AIM OF THE EXERCISE —
Find the line in the entries below that contains "Target: boulder". Repeat it exactly, and every line after it through the line that contains "Where can the water".

INPUT RECORDS —
---------------
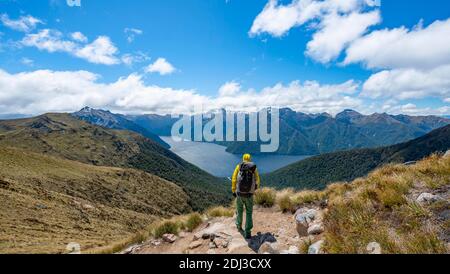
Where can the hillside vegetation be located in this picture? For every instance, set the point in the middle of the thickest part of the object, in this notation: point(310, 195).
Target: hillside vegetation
point(317, 172)
point(64, 136)
point(48, 202)
point(396, 209)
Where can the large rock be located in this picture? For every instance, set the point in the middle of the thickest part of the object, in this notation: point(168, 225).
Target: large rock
point(291, 250)
point(447, 154)
point(316, 248)
point(268, 248)
point(427, 198)
point(316, 229)
point(169, 238)
point(195, 244)
point(374, 248)
point(303, 217)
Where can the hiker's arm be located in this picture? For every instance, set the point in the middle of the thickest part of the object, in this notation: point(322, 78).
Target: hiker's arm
point(234, 179)
point(258, 179)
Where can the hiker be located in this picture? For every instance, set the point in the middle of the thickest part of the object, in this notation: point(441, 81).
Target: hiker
point(244, 183)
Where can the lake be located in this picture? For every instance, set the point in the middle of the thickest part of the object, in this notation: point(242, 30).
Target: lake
point(215, 160)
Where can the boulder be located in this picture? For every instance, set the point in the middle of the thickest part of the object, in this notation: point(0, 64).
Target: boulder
point(316, 248)
point(292, 250)
point(270, 248)
point(195, 244)
point(315, 229)
point(169, 238)
point(220, 243)
point(374, 248)
point(303, 217)
point(447, 154)
point(427, 198)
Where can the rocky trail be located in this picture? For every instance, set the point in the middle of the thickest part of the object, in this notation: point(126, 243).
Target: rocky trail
point(274, 233)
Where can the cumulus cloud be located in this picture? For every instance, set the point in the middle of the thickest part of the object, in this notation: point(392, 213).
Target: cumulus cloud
point(421, 48)
point(409, 83)
point(336, 32)
point(131, 34)
point(335, 23)
point(100, 51)
point(79, 37)
point(45, 91)
point(161, 66)
point(24, 23)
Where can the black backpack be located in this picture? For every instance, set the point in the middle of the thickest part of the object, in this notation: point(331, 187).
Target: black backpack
point(246, 179)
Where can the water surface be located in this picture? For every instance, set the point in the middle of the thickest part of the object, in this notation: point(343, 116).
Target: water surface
point(215, 160)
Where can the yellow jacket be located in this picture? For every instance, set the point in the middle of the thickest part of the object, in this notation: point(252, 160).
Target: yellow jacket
point(235, 175)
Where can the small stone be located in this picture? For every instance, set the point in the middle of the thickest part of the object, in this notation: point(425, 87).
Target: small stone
point(316, 248)
point(315, 229)
point(156, 242)
point(447, 154)
point(292, 250)
point(267, 247)
point(374, 248)
point(182, 234)
point(169, 238)
point(427, 198)
point(195, 244)
point(197, 236)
---------------
RESPONSE TO THE EXERCISE —
Target: boulder
point(316, 248)
point(292, 250)
point(270, 248)
point(195, 244)
point(315, 229)
point(169, 238)
point(220, 243)
point(374, 248)
point(303, 217)
point(447, 154)
point(427, 198)
Where can the rocky trail be located in this picture? For every instance, set the point in the middle of the thickest part of the object, in this notation: point(126, 243).
Target: rocky trail
point(274, 233)
Where can the cumulus cloud be located in this picture? For every instance, set the point in the middle of the thickest part of the object, in this notation: point(392, 213).
Target: cumulus cloud
point(421, 48)
point(409, 83)
point(336, 32)
point(131, 34)
point(335, 23)
point(100, 51)
point(79, 37)
point(45, 91)
point(161, 66)
point(24, 23)
Where can the black backpack be located in this picture? For every instance, set the point in the middle of the thickest part of the object, in this notation: point(331, 187).
Target: black backpack
point(246, 179)
Where can the water surface be located in this picture? For every instance, set the point in the middle of the thickest part of the object, in this notation: point(343, 116).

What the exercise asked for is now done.